ACTIVITY.
Please output every row below verbatim, line for line, leaving out the pictures.

TASK MATERIAL.
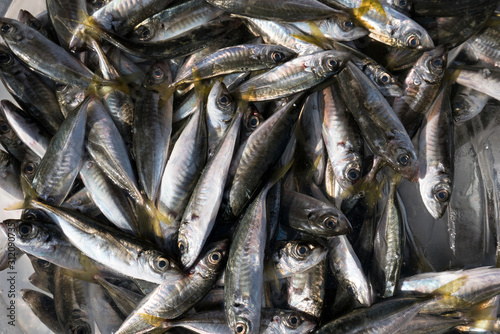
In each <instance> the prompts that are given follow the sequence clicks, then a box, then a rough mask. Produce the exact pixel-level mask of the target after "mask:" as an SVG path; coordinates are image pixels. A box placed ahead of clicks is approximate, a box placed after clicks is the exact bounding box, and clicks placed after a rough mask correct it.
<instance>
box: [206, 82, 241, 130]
mask: <svg viewBox="0 0 500 334" xmlns="http://www.w3.org/2000/svg"><path fill="white" fill-rule="evenodd" d="M207 105H208V106H210V109H208V108H207V110H209V111H212V110H213V111H221V112H222V113H221V115H219V113H217V112H216V113H217V114H218V115H217V116H223V115H224V116H225V117H221V118H222V119H224V121H225V122H226V121H227V122H231V120H232V118H231V116H232V115H233V114H234V111H235V109H236V101H235V100H234V99H233V98H232V97H231V94H229V91H228V90H227V88H226V85H225V84H224V83H223V82H220V81H216V82H215V84H214V85H213V87H212V89H211V90H210V93H209V94H208V99H207ZM212 106H213V108H212ZM210 116H211V115H210ZM210 116H209V121H210V120H211V117H210ZM214 116H215V115H214Z"/></svg>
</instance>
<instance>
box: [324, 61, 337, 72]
mask: <svg viewBox="0 0 500 334" xmlns="http://www.w3.org/2000/svg"><path fill="white" fill-rule="evenodd" d="M326 65H327V66H328V67H329V68H330V70H334V69H336V68H337V67H338V66H339V62H338V61H336V60H335V59H328V61H327V62H326Z"/></svg>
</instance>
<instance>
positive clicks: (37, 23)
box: [29, 21, 42, 30]
mask: <svg viewBox="0 0 500 334" xmlns="http://www.w3.org/2000/svg"><path fill="white" fill-rule="evenodd" d="M29 26H30V28H33V29H35V30H40V28H41V27H42V26H41V25H40V22H38V21H31V22H30V24H29Z"/></svg>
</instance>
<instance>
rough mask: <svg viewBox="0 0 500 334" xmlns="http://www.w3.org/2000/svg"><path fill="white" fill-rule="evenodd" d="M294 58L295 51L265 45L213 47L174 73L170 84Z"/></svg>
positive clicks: (256, 68) (264, 66) (261, 67)
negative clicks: (182, 73)
mask: <svg viewBox="0 0 500 334" xmlns="http://www.w3.org/2000/svg"><path fill="white" fill-rule="evenodd" d="M293 57H295V52H293V51H292V50H290V49H288V48H286V47H284V46H280V45H269V44H243V45H237V46H230V47H227V48H223V49H220V50H217V51H215V52H213V53H210V54H208V55H207V56H205V57H203V58H202V59H200V60H198V61H197V62H196V63H195V64H194V65H193V69H192V70H191V71H187V72H184V73H183V75H182V76H177V77H176V79H175V82H174V84H175V85H179V84H185V83H190V82H193V81H199V80H201V79H206V78H211V77H215V76H219V75H225V74H230V73H234V72H248V71H257V70H264V69H269V68H273V67H276V66H278V65H281V64H283V63H285V62H287V61H288V60H290V59H292V58H293Z"/></svg>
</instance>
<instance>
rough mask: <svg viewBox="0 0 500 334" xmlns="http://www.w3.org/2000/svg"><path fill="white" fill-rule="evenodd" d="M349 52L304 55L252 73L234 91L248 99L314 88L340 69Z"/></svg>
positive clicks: (285, 94)
mask: <svg viewBox="0 0 500 334" xmlns="http://www.w3.org/2000/svg"><path fill="white" fill-rule="evenodd" d="M348 59H349V55H348V54H347V53H344V52H340V51H333V50H330V51H322V52H318V53H315V54H312V55H307V56H302V57H298V58H295V59H293V60H291V61H288V62H286V63H285V64H283V65H280V66H278V67H275V68H274V69H272V70H270V71H268V72H266V73H263V74H261V75H258V76H256V77H253V78H252V79H250V80H248V81H246V82H244V83H243V84H241V85H240V86H239V87H238V88H236V89H235V90H233V91H232V92H231V93H232V94H235V95H237V96H239V97H241V98H242V99H243V100H246V101H266V100H274V99H278V98H281V97H286V96H290V95H292V94H293V93H298V92H303V91H305V90H307V89H310V88H313V87H315V86H317V85H319V84H321V83H322V82H323V81H325V80H328V79H330V78H331V77H333V76H334V75H336V74H337V73H339V72H340V71H341V70H342V69H343V68H344V66H345V65H346V63H347V61H348Z"/></svg>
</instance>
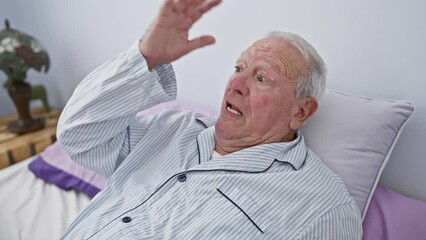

WRITTEN ANSWER.
In each <instance> the prompts that are given follow the sequence clicks, then a box, then a rough mask. Produce the exact pixel-level mask of the target after "mask:" as an SVG path; coordinates are image pixels. A box placed ahead of clicks is approximate, a box placed after clicks is the exact bounding box, and clicks placed after a rough mask correct it.
<instance>
box: [206, 82, 241, 130]
mask: <svg viewBox="0 0 500 334" xmlns="http://www.w3.org/2000/svg"><path fill="white" fill-rule="evenodd" d="M207 105H208V106H210V109H208V108H207V110H209V111H212V110H213V111H221V112H222V113H221V115H219V113H217V112H216V113H217V114H218V115H217V116H223V115H224V116H225V117H221V118H222V119H224V121H225V122H226V121H227V122H231V120H232V118H231V116H232V115H233V114H234V111H235V109H236V101H235V100H234V99H233V98H232V97H231V94H229V91H228V90H227V88H226V85H225V84H224V83H223V82H220V81H216V82H215V84H214V85H213V87H212V89H211V90H210V93H209V94H208V99H207ZM212 106H213V108H212ZM210 116H211V115H210ZM210 116H209V121H210V120H211V117H210ZM214 116H215V115H214Z"/></svg>
</instance>
<instance>
box: [324, 61, 337, 72]
mask: <svg viewBox="0 0 500 334" xmlns="http://www.w3.org/2000/svg"><path fill="white" fill-rule="evenodd" d="M326 65H327V66H328V67H329V68H330V70H334V69H336V68H337V67H338V66H339V62H338V61H336V60H335V59H328V61H327V62H326Z"/></svg>
</instance>
<instance>
positive clicks: (37, 23)
box: [29, 21, 42, 30]
mask: <svg viewBox="0 0 500 334" xmlns="http://www.w3.org/2000/svg"><path fill="white" fill-rule="evenodd" d="M29 26H30V28H33V29H35V30H40V28H41V27H42V26H41V25H40V22H38V21H31V22H30V24H29Z"/></svg>
</instance>
<instance>
rough mask: <svg viewBox="0 0 500 334" xmlns="http://www.w3.org/2000/svg"><path fill="white" fill-rule="evenodd" d="M294 58L295 51L265 45L213 47L174 73L170 84Z"/></svg>
positive clicks: (256, 68) (264, 66) (261, 67)
negative clicks: (182, 73)
mask: <svg viewBox="0 0 500 334" xmlns="http://www.w3.org/2000/svg"><path fill="white" fill-rule="evenodd" d="M293 57H295V52H293V51H292V50H290V49H288V48H286V47H284V46H280V45H269V44H243V45H237V46H230V47H227V48H223V49H220V50H217V51H215V52H213V53H210V54H208V55H207V56H205V57H203V58H202V59H200V60H198V61H197V62H196V63H195V64H194V65H193V69H192V70H191V71H187V72H184V73H183V75H182V76H177V77H176V79H175V82H174V84H175V85H179V84H185V83H190V82H193V81H199V80H201V79H206V78H211V77H215V76H219V75H225V74H230V73H234V72H248V71H257V70H264V69H269V68H273V67H276V66H278V65H281V64H283V63H285V62H287V61H288V60H290V59H292V58H293Z"/></svg>
</instance>
<instance>
rough mask: <svg viewBox="0 0 500 334" xmlns="http://www.w3.org/2000/svg"><path fill="white" fill-rule="evenodd" d="M349 52L304 55L252 73L234 91L248 99L314 88L340 69Z"/></svg>
positive clicks: (285, 94)
mask: <svg viewBox="0 0 500 334" xmlns="http://www.w3.org/2000/svg"><path fill="white" fill-rule="evenodd" d="M348 59H349V55H348V54H347V53H344V52H340V51H333V50H330V51H322V52H318V53H315V54H312V55H307V56H302V57H298V58H295V59H293V60H291V61H288V62H286V63H285V64H283V65H280V66H278V67H275V68H274V69H272V70H270V71H268V72H266V73H263V74H261V75H258V76H256V77H253V78H252V79H250V80H248V81H246V82H244V83H243V84H241V85H240V86H239V87H238V88H236V89H235V90H233V91H232V92H231V93H232V94H235V95H237V96H239V97H241V98H242V99H243V100H246V101H266V100H274V99H278V98H281V97H286V96H290V95H292V94H293V93H298V92H303V91H305V90H307V89H310V88H313V87H315V86H317V85H319V84H321V83H322V82H323V81H325V80H328V79H330V78H331V77H333V76H334V75H336V74H337V73H339V72H340V71H341V70H342V69H343V68H344V66H345V65H346V63H347V61H348Z"/></svg>
</instance>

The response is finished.